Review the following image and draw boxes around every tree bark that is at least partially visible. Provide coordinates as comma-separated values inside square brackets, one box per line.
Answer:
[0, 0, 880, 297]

********

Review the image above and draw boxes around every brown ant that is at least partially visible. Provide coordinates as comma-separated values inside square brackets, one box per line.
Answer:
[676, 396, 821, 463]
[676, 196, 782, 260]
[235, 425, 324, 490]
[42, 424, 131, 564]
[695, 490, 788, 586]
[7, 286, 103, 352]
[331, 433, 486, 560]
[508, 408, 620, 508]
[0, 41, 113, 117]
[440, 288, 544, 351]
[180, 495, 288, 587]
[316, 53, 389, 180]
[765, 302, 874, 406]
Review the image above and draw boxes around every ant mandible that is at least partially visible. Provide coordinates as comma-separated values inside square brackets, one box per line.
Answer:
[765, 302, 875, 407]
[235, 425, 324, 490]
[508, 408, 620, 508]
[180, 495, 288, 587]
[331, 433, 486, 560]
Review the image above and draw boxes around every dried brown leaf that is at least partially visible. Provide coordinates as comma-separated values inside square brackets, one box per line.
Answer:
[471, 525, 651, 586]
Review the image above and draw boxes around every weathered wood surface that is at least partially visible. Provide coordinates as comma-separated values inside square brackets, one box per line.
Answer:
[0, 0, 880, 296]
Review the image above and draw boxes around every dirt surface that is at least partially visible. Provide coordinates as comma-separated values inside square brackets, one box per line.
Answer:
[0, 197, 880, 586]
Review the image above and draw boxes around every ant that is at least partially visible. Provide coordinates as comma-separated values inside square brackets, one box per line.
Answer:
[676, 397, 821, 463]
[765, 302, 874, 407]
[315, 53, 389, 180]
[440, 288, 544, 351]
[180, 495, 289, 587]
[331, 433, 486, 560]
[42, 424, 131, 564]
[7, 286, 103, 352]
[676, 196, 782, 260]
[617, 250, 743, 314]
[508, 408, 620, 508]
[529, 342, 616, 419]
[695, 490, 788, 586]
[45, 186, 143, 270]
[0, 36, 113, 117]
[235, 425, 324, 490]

********

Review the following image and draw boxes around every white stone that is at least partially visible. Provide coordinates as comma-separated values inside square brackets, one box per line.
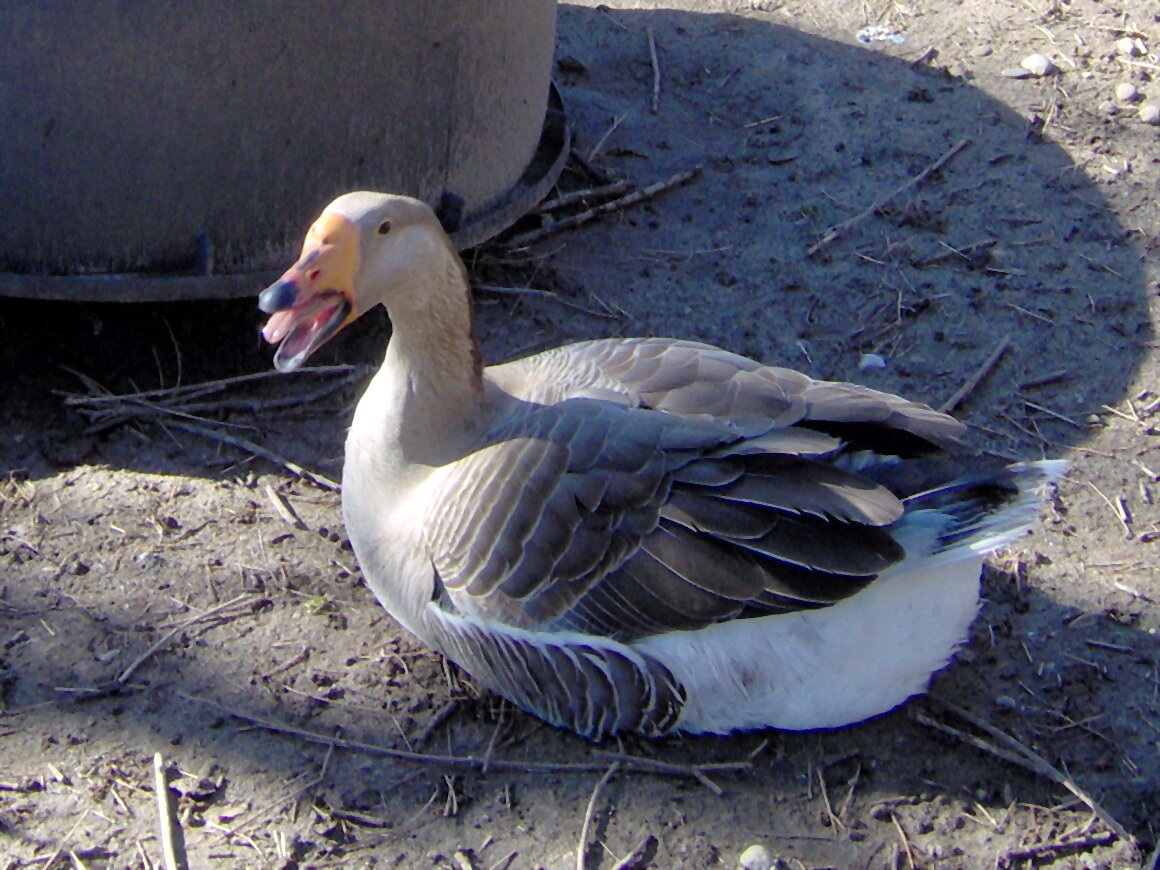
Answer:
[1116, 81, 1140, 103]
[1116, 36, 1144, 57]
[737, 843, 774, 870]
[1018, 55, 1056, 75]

********

Reproduce everything from the line containing "Review the image above and draw boxes around every brown" down to the line containing "[316, 53, 389, 180]", replacing "brown ant" with "red ant" and leaving the rest of those entries unchanged.

Review the image above and draw boxes around every red ant that is at least partially visible. Provide coordinates as comma-separated values inside square brackets, one box per line.
Answer:
[676, 396, 821, 463]
[676, 196, 782, 260]
[235, 425, 324, 490]
[42, 424, 131, 564]
[695, 490, 788, 586]
[7, 286, 103, 352]
[331, 433, 486, 560]
[508, 408, 620, 508]
[0, 41, 113, 117]
[440, 288, 544, 351]
[180, 495, 288, 587]
[316, 53, 389, 180]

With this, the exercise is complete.